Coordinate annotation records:
==================================================

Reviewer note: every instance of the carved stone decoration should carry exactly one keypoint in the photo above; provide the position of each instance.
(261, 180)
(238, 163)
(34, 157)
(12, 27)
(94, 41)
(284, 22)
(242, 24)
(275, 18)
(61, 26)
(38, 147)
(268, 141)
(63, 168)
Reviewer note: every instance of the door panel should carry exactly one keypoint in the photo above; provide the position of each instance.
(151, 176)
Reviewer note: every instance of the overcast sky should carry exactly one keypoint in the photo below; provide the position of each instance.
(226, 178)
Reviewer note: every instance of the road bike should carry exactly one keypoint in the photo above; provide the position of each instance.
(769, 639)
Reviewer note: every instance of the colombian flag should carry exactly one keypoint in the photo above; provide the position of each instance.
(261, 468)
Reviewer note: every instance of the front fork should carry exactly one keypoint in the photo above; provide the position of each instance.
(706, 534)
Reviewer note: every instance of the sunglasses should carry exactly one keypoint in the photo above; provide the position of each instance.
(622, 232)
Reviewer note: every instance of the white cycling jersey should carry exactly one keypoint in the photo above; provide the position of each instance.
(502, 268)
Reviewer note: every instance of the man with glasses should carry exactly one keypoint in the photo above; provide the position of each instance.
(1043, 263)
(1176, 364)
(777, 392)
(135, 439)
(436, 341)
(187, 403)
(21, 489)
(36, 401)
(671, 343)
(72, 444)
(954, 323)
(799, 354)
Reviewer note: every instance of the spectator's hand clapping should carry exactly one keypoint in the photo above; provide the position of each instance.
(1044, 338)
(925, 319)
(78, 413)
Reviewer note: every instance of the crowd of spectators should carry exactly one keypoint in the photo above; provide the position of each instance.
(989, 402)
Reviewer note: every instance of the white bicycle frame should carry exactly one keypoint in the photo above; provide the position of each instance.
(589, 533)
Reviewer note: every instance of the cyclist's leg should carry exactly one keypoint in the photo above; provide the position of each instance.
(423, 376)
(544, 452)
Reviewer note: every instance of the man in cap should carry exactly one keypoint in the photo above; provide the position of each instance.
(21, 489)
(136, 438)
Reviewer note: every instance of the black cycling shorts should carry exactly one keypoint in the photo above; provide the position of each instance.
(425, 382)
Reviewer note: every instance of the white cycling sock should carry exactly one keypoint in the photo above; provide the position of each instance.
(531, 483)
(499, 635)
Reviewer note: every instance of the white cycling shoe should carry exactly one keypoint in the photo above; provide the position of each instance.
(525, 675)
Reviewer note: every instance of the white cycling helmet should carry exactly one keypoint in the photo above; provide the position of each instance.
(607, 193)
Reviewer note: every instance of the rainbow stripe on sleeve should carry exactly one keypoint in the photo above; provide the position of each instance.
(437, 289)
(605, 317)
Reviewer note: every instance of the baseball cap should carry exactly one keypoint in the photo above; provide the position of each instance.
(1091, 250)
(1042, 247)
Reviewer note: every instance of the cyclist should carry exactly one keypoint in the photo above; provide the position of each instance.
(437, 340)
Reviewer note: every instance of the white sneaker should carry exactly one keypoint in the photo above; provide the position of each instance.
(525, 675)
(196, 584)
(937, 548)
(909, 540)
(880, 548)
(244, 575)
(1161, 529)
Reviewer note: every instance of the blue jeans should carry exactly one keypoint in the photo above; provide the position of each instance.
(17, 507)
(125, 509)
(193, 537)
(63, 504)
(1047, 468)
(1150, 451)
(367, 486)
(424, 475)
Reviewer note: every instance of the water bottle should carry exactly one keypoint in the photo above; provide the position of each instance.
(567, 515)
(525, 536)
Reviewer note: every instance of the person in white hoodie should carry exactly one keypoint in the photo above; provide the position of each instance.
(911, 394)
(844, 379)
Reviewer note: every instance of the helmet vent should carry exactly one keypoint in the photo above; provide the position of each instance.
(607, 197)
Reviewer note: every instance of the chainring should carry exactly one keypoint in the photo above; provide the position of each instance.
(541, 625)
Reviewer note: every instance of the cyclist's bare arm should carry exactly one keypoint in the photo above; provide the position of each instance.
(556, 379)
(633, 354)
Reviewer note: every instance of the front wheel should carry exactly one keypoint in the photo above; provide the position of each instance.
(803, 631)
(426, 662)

==================================================

Exercise objective:
Revise the records from the line containing "Reviewer note: every instance of the cyclist's bare" through the end of the records by putting "marker" wherever "keypoint" appears, and write out that part again with nothing else changed.

Written response:
Reviewer note: every instance of the cyclist's bare arm should carry exactly one marker in the photo above; provide the position of each instance.
(556, 379)
(633, 354)
Reviewer note: every instance of the front wheel should carry exactly one marker in the photo above; provide the position of each instance.
(803, 631)
(426, 662)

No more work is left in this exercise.